- Data to process:

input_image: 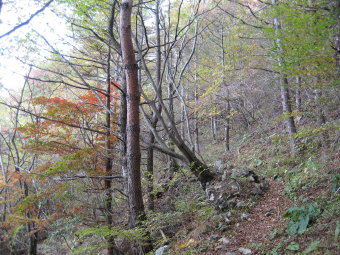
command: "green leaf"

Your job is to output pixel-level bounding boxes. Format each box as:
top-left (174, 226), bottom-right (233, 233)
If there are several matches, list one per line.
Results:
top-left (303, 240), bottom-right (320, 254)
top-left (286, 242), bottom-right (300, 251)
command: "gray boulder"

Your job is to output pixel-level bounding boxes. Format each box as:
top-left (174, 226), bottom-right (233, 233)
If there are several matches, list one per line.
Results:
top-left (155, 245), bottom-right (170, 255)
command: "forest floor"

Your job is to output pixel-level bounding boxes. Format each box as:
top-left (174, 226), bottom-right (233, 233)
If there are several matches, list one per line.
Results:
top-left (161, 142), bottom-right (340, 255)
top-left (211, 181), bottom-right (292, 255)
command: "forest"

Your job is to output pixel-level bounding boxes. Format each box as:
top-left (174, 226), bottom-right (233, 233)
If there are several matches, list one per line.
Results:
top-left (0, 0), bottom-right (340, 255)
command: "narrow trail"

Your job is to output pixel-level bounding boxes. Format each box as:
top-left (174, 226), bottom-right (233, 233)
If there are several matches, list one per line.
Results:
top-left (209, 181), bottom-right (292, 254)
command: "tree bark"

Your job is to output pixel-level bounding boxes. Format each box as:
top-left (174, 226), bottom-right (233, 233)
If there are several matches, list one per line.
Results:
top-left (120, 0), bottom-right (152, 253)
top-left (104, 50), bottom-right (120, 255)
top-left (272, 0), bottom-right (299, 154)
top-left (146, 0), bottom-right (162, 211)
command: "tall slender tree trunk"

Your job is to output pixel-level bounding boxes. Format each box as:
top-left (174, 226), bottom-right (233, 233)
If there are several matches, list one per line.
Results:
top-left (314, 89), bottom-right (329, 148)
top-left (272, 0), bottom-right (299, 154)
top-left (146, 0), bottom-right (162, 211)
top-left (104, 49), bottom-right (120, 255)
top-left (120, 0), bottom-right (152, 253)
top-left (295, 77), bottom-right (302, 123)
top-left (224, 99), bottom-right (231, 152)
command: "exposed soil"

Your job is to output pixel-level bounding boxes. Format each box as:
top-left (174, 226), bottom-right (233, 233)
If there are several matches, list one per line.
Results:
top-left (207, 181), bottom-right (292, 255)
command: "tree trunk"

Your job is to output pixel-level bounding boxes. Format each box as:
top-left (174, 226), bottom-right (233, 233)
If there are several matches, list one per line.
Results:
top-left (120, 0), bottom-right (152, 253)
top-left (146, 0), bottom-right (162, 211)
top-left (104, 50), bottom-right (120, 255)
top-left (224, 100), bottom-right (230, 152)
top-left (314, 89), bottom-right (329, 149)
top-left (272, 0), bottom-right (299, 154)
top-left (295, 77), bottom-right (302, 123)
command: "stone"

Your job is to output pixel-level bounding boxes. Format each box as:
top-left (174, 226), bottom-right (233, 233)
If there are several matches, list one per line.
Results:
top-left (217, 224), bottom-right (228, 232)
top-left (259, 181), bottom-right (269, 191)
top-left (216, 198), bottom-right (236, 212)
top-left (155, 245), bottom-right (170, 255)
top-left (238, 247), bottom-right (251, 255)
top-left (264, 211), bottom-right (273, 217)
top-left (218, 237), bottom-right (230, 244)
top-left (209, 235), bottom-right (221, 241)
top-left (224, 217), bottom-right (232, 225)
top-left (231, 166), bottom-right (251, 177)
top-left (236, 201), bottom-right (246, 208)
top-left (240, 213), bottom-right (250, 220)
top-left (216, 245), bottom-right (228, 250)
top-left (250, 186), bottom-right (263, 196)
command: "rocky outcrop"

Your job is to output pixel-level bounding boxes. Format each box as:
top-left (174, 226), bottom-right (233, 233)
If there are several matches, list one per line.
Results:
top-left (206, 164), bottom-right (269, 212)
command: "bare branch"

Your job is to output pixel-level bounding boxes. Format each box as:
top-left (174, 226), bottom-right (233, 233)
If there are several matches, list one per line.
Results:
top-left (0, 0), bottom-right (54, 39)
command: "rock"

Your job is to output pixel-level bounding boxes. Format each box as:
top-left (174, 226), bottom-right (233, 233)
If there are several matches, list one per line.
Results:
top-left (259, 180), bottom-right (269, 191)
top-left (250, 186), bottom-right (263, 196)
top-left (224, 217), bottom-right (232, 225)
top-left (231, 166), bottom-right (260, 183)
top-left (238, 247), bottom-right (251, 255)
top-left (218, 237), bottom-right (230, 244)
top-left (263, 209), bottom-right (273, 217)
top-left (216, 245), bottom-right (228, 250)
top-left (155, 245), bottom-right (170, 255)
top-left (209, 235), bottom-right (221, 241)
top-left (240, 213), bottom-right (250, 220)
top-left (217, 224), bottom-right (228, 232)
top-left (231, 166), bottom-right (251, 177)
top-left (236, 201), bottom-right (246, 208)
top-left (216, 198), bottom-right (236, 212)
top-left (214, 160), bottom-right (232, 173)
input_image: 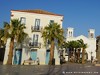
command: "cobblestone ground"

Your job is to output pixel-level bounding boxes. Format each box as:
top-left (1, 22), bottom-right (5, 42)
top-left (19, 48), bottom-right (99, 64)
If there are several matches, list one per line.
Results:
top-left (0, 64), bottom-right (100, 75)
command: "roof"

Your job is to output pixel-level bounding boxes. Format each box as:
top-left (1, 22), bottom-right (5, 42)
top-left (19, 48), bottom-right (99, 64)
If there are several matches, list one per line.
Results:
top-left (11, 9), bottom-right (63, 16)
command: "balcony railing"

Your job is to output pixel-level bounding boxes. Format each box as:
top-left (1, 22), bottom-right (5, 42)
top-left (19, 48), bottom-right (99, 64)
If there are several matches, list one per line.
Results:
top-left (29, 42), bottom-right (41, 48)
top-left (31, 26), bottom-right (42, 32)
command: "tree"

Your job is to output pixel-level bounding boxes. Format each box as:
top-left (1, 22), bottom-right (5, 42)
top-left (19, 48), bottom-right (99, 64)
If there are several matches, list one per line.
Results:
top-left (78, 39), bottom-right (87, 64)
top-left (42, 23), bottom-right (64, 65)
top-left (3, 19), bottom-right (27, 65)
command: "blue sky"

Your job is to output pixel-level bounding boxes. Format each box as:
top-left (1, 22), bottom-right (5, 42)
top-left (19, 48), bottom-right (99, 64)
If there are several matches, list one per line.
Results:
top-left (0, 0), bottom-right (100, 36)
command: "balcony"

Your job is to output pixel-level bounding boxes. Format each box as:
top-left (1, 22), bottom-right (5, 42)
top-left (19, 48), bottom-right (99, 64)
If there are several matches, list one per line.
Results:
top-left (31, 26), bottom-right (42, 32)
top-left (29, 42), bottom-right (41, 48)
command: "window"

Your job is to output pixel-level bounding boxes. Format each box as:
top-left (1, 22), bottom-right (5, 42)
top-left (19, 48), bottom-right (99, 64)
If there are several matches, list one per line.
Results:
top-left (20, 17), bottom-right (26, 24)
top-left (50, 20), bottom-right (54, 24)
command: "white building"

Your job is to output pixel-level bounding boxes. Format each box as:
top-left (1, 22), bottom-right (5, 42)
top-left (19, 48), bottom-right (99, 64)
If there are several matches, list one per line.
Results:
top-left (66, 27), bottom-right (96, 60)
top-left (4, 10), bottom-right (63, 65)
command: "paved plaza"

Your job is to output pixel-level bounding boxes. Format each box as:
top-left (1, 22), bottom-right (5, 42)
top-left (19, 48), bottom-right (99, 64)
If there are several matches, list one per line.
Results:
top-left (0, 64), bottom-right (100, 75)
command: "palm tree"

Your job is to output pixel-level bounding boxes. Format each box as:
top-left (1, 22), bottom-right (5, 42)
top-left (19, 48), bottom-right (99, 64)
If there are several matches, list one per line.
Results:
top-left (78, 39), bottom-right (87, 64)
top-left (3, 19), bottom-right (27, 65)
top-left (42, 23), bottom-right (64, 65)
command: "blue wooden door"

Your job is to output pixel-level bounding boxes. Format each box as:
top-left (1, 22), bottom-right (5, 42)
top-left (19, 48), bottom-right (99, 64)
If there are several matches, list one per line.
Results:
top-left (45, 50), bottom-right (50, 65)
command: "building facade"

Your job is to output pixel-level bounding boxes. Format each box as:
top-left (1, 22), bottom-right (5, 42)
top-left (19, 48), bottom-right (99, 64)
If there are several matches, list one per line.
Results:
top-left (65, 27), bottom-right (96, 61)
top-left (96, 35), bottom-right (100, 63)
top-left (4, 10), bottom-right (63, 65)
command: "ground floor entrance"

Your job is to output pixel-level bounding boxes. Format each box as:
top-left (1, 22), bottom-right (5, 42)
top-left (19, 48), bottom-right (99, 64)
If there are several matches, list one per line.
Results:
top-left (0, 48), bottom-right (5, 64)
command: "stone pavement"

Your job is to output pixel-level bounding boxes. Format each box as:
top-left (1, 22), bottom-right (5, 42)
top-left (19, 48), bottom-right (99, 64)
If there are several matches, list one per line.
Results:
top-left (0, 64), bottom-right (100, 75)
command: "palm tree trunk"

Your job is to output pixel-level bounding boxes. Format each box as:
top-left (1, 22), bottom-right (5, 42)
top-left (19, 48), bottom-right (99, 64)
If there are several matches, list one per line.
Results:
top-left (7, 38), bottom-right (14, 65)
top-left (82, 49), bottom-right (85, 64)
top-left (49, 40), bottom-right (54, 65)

- Work required:
Count the lines of the records that contain the string "trunk". Give only the number.

- Written answer:
3